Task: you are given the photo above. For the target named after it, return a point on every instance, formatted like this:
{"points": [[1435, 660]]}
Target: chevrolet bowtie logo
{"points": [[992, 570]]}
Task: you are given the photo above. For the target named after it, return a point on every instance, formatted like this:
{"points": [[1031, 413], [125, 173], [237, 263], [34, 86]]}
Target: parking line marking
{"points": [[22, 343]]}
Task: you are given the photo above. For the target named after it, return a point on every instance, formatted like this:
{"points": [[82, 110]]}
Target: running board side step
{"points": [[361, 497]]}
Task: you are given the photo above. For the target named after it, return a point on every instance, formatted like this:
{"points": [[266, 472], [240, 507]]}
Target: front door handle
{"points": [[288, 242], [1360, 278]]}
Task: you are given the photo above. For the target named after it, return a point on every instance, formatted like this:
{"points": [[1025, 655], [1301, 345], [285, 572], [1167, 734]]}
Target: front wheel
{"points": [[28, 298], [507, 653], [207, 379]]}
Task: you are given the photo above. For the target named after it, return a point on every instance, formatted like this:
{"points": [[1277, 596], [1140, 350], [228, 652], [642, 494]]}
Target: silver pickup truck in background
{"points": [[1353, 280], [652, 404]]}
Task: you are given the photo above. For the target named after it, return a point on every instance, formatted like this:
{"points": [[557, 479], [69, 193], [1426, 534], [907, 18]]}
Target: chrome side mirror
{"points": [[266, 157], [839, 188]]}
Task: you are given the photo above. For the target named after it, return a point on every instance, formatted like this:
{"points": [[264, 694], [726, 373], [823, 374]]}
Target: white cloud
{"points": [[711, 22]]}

> Required task
Reproduce the material precisely, including every line.

> Task output
Task: you are given the photo above. For the target named after it, return a point on every instance, formatted like this:
{"points": [[1435, 660]]}
Target: chevrolet bowtie logo
{"points": [[992, 570]]}
Task: you are given the photo above. For the target named after it, return a point on every instance, formatted like this:
{"points": [[1031, 413], [125, 173], [237, 263], [34, 86]]}
Target: parking line marking
{"points": [[22, 343]]}
Task: you are given the photo above. For the target named after it, return a point on every instance, formatted like this:
{"points": [[82, 110]]}
Target: running board side step
{"points": [[361, 497]]}
Task: you are given the photo above. For the target named after it, return a point on every instance, formatted like this:
{"points": [[266, 472], [240, 507]]}
Target: front door handle
{"points": [[288, 242], [1360, 278]]}
Task: you are given the photo above. For the target named after it, return a point on every instance, formatted like this:
{"points": [[1025, 655], [1301, 345], [285, 572], [1167, 734]]}
Target: front wheel
{"points": [[28, 298], [507, 653], [207, 379]]}
Task: you are given the photo above. For the target named after it, return a point on every instance, formatted like this:
{"points": [[1277, 596], [1140, 350], [228, 652], [642, 494]]}
Target: silver pickup truck in background
{"points": [[1353, 280], [652, 404]]}
Task: you are given the photo above. For the target named after it, return a point on every instance, formatted like this:
{"points": [[557, 479], [69, 193], [1426, 534], [907, 18]]}
Target: chrome side mirror
{"points": [[266, 157], [839, 188]]}
Task: you are given the photo above. For the target named after it, return a point on every instance, formatted like this:
{"points": [[264, 694], [726, 373], [823, 374]]}
Target: white cloud
{"points": [[711, 22]]}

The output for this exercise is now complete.